# What you have to do
Gather the lines below that include the string "sign", copying each in full.

[Referring expression pointing data]
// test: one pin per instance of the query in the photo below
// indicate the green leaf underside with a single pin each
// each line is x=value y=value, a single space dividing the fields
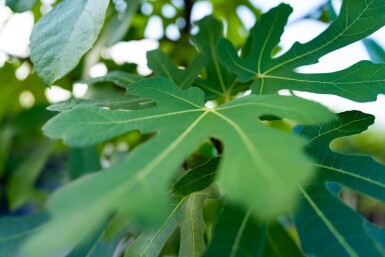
x=21 y=185
x=344 y=232
x=182 y=124
x=218 y=81
x=161 y=64
x=238 y=234
x=97 y=245
x=64 y=35
x=198 y=178
x=186 y=215
x=125 y=102
x=120 y=78
x=360 y=82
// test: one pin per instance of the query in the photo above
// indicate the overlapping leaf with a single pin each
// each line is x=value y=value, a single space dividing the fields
x=119 y=78
x=361 y=82
x=64 y=35
x=191 y=190
x=249 y=174
x=186 y=215
x=344 y=232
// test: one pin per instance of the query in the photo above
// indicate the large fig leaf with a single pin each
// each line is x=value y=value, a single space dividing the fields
x=218 y=81
x=187 y=215
x=61 y=37
x=249 y=174
x=344 y=232
x=360 y=82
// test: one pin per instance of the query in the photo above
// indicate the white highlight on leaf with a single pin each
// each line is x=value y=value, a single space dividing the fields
x=56 y=94
x=98 y=70
x=79 y=90
x=26 y=99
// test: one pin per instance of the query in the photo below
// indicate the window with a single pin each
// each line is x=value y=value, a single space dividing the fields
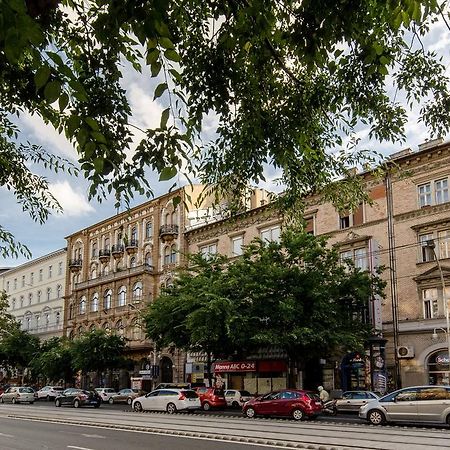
x=122 y=297
x=148 y=230
x=271 y=234
x=94 y=303
x=137 y=292
x=107 y=300
x=441 y=191
x=236 y=245
x=424 y=191
x=83 y=305
x=430 y=303
x=444 y=244
x=426 y=252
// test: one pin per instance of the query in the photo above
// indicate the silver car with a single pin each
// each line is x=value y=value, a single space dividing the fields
x=353 y=400
x=411 y=404
x=18 y=394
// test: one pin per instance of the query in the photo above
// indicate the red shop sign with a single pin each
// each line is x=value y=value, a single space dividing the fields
x=243 y=366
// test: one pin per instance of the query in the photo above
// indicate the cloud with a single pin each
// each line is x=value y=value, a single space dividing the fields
x=74 y=204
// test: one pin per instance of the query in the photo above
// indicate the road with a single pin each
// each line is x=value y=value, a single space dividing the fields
x=117 y=427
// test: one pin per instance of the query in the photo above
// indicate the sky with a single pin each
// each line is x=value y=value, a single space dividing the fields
x=71 y=192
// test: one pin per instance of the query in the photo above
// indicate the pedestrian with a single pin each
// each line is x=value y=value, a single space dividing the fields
x=323 y=394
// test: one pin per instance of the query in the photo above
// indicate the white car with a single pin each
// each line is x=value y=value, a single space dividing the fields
x=170 y=400
x=49 y=392
x=236 y=398
x=106 y=393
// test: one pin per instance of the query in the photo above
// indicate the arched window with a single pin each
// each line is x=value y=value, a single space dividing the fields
x=137 y=292
x=107 y=300
x=173 y=254
x=122 y=296
x=83 y=305
x=94 y=302
x=148 y=230
x=148 y=259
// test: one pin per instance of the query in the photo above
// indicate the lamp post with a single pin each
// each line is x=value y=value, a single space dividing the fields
x=431 y=245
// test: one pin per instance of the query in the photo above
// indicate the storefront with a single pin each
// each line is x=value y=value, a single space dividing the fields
x=258 y=376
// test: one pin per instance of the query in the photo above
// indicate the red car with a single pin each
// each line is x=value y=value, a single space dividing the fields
x=294 y=403
x=211 y=397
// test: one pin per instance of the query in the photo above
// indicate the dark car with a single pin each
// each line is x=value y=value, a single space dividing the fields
x=78 y=397
x=211 y=397
x=295 y=403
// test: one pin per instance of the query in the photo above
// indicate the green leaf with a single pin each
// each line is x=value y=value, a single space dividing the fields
x=41 y=76
x=52 y=91
x=167 y=173
x=172 y=55
x=160 y=89
x=164 y=118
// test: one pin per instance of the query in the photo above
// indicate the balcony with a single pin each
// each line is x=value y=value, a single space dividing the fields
x=75 y=265
x=117 y=251
x=104 y=254
x=131 y=247
x=118 y=275
x=168 y=233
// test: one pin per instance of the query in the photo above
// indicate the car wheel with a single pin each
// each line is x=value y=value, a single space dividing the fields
x=250 y=413
x=298 y=414
x=376 y=417
x=206 y=406
x=171 y=408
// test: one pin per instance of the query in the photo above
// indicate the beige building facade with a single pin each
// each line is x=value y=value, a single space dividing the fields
x=35 y=292
x=410 y=213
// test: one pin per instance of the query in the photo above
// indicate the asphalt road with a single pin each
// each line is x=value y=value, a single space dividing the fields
x=18 y=434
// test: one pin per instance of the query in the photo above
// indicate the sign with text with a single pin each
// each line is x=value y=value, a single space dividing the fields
x=242 y=366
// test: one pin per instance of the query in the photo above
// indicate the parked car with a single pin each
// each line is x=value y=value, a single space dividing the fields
x=295 y=403
x=49 y=392
x=411 y=404
x=18 y=394
x=106 y=393
x=170 y=400
x=78 y=397
x=124 y=396
x=353 y=400
x=211 y=397
x=236 y=399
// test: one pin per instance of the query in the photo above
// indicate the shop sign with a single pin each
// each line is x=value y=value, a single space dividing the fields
x=243 y=366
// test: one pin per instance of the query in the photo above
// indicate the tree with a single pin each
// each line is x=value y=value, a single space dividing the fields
x=294 y=294
x=55 y=361
x=97 y=350
x=285 y=80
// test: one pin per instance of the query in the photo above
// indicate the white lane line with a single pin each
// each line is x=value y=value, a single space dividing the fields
x=79 y=448
x=6 y=435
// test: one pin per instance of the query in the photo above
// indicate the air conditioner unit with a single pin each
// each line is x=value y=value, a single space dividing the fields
x=405 y=351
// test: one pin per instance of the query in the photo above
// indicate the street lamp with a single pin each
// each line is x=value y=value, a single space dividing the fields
x=431 y=245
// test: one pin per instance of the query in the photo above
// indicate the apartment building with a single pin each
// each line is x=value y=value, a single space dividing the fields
x=35 y=292
x=118 y=266
x=406 y=230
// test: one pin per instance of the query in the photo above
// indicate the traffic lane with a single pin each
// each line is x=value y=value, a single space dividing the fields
x=19 y=434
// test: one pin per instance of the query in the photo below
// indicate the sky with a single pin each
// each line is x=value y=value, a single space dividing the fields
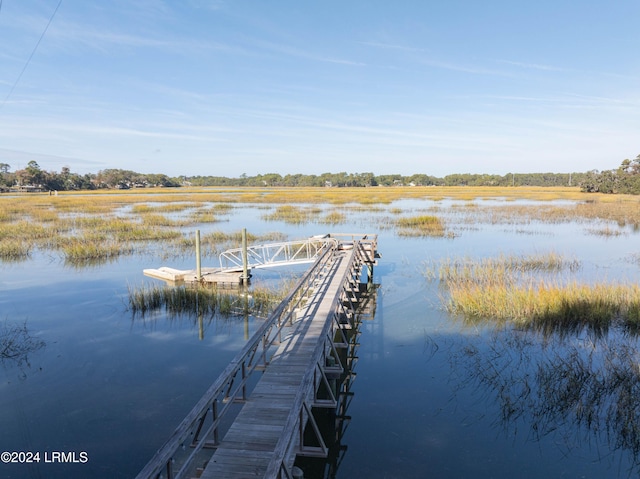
x=232 y=87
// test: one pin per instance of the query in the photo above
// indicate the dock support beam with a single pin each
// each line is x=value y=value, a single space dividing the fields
x=198 y=265
x=245 y=258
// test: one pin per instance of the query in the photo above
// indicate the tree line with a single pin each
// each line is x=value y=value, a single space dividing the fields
x=625 y=179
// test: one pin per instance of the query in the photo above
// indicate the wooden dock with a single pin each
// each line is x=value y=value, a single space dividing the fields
x=255 y=426
x=250 y=443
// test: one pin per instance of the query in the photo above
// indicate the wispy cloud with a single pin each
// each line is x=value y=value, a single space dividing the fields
x=533 y=66
x=390 y=46
x=305 y=54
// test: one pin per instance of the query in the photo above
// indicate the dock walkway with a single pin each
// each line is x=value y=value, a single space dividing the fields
x=265 y=419
x=249 y=446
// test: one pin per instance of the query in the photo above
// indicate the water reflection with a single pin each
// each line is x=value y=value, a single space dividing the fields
x=584 y=388
x=16 y=344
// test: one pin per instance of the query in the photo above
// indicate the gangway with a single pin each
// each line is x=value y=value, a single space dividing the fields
x=268 y=255
x=276 y=254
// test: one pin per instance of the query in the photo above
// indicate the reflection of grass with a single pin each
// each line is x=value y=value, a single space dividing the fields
x=16 y=343
x=200 y=300
x=424 y=225
x=81 y=250
x=565 y=389
x=499 y=289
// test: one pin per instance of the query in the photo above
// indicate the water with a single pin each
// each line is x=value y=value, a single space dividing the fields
x=115 y=387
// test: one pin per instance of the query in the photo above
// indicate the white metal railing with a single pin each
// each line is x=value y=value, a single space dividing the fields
x=276 y=254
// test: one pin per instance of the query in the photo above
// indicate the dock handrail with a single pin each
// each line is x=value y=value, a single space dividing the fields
x=228 y=386
x=276 y=254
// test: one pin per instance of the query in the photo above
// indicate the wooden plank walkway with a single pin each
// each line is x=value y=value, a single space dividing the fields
x=248 y=447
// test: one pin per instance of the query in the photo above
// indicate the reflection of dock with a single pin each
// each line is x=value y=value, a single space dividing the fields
x=208 y=275
x=257 y=426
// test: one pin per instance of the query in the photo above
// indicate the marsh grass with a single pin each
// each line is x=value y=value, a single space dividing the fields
x=16 y=343
x=201 y=300
x=80 y=251
x=569 y=390
x=333 y=218
x=504 y=290
x=15 y=250
x=293 y=214
x=423 y=225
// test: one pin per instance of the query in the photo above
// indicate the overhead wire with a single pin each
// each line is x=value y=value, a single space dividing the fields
x=32 y=53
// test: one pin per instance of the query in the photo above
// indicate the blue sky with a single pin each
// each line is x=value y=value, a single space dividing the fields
x=226 y=87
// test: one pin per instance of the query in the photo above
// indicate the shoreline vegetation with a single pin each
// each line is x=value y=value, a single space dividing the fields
x=624 y=179
x=528 y=292
x=89 y=228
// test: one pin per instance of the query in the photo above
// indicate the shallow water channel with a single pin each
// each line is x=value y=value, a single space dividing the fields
x=433 y=397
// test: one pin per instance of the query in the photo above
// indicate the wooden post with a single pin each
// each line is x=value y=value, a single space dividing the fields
x=245 y=259
x=198 y=267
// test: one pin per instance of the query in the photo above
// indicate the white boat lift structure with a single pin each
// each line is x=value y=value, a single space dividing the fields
x=232 y=261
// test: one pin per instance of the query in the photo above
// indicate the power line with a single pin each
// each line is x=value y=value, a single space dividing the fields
x=32 y=53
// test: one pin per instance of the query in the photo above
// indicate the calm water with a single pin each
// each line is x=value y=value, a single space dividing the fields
x=425 y=403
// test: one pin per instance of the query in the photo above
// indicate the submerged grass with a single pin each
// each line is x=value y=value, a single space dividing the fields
x=503 y=290
x=201 y=300
x=424 y=225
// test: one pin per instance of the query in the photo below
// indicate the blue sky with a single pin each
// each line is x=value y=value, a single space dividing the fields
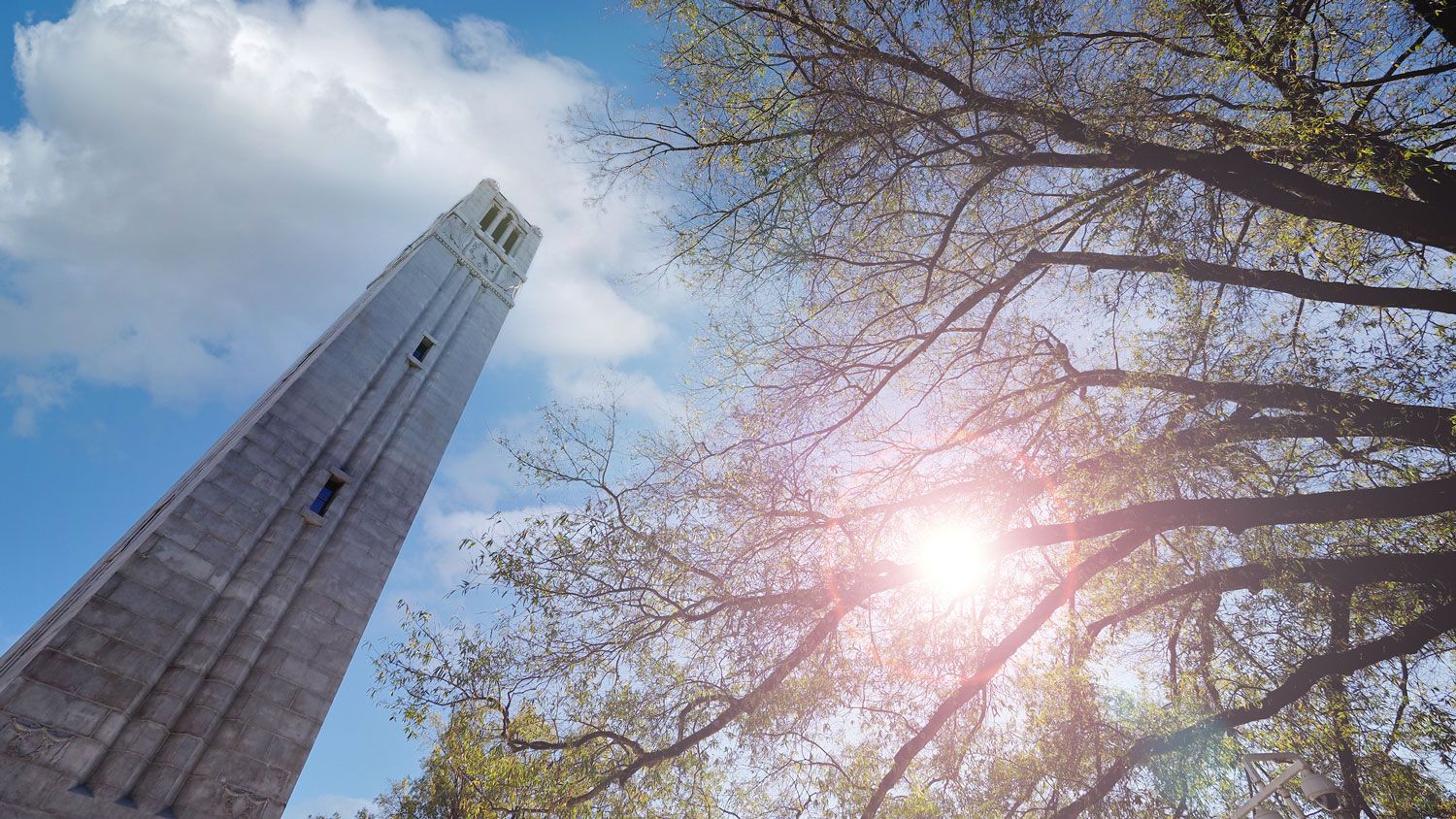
x=191 y=189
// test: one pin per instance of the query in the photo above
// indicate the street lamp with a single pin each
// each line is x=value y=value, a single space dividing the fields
x=1264 y=803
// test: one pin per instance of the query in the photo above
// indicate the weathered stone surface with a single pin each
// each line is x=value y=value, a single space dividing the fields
x=191 y=668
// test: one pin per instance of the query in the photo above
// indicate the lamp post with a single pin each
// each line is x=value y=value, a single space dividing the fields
x=1264 y=803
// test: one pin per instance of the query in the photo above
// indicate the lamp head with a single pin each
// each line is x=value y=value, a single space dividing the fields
x=1322 y=792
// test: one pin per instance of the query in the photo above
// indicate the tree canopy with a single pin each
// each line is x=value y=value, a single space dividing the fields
x=1076 y=413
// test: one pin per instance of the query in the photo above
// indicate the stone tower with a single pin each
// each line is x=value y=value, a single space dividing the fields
x=188 y=672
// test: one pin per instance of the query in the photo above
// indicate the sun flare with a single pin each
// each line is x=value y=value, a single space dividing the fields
x=954 y=557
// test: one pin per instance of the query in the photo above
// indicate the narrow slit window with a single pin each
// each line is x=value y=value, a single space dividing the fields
x=489 y=217
x=326 y=495
x=500 y=229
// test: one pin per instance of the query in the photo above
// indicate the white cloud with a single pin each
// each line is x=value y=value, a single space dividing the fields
x=637 y=393
x=34 y=395
x=203 y=183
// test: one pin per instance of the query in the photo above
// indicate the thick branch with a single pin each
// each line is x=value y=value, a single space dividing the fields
x=1345 y=572
x=1238 y=513
x=1406 y=640
x=996 y=658
x=1275 y=281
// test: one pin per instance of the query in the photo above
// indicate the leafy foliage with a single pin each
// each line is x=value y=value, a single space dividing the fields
x=1149 y=305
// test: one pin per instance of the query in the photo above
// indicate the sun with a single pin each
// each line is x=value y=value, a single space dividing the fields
x=954 y=557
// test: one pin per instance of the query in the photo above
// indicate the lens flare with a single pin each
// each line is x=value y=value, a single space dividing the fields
x=954 y=559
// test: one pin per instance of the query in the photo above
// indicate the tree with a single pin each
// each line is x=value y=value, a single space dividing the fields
x=1146 y=309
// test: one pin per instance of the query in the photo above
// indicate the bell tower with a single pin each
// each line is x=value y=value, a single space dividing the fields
x=188 y=671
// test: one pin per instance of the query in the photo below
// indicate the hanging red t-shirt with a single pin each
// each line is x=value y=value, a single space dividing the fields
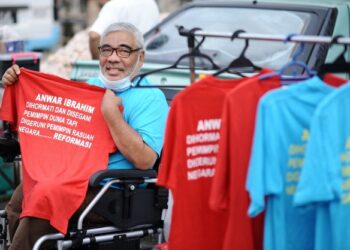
x=228 y=190
x=188 y=160
x=64 y=140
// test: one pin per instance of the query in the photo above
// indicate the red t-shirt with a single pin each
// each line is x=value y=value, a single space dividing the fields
x=64 y=140
x=228 y=190
x=188 y=160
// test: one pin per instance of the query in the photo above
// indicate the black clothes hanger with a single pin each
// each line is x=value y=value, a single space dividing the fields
x=339 y=65
x=195 y=52
x=240 y=64
x=295 y=62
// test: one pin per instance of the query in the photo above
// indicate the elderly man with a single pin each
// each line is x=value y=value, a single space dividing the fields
x=137 y=130
x=143 y=14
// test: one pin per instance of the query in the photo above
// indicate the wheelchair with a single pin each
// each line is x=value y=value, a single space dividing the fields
x=135 y=211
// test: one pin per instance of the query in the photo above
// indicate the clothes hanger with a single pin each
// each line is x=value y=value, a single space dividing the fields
x=194 y=53
x=308 y=72
x=339 y=65
x=241 y=63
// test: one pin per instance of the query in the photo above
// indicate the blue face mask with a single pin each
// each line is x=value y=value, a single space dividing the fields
x=116 y=85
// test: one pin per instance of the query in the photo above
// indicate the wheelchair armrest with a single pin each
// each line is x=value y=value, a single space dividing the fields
x=121 y=174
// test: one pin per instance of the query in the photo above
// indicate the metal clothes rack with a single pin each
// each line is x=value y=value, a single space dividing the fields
x=191 y=34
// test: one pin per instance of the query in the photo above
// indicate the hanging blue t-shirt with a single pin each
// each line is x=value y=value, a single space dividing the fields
x=281 y=134
x=145 y=110
x=325 y=179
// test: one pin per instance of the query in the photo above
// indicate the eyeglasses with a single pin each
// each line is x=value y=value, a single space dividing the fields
x=106 y=50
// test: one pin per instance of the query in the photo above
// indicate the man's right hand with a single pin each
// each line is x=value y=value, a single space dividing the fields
x=11 y=75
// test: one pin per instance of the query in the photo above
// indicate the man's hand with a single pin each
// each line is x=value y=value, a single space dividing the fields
x=11 y=75
x=110 y=103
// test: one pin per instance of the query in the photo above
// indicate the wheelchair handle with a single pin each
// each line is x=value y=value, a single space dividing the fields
x=121 y=174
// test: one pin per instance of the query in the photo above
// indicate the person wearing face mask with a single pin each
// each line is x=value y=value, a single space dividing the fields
x=136 y=119
x=144 y=14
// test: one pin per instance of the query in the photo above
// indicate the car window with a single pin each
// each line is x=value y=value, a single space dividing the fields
x=165 y=45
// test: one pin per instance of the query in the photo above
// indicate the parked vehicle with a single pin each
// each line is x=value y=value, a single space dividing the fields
x=164 y=45
x=34 y=22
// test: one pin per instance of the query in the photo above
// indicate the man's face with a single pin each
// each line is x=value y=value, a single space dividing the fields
x=114 y=67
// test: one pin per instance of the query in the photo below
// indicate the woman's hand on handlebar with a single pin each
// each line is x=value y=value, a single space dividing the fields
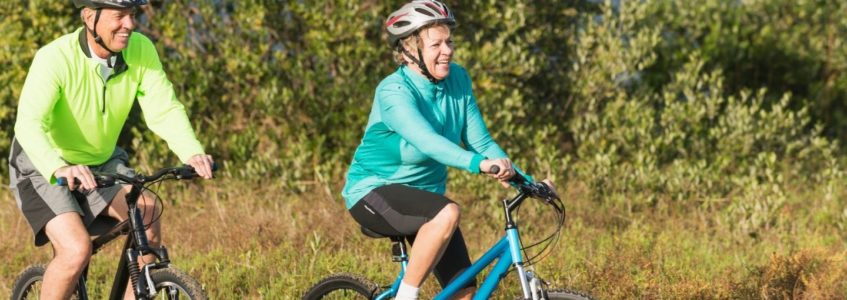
x=505 y=172
x=202 y=164
x=86 y=178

# Written solution
// indicate the red shop sign with a single pin each
// indicate the sign with text with a single pin each
// indicate the shop sign with a single pin each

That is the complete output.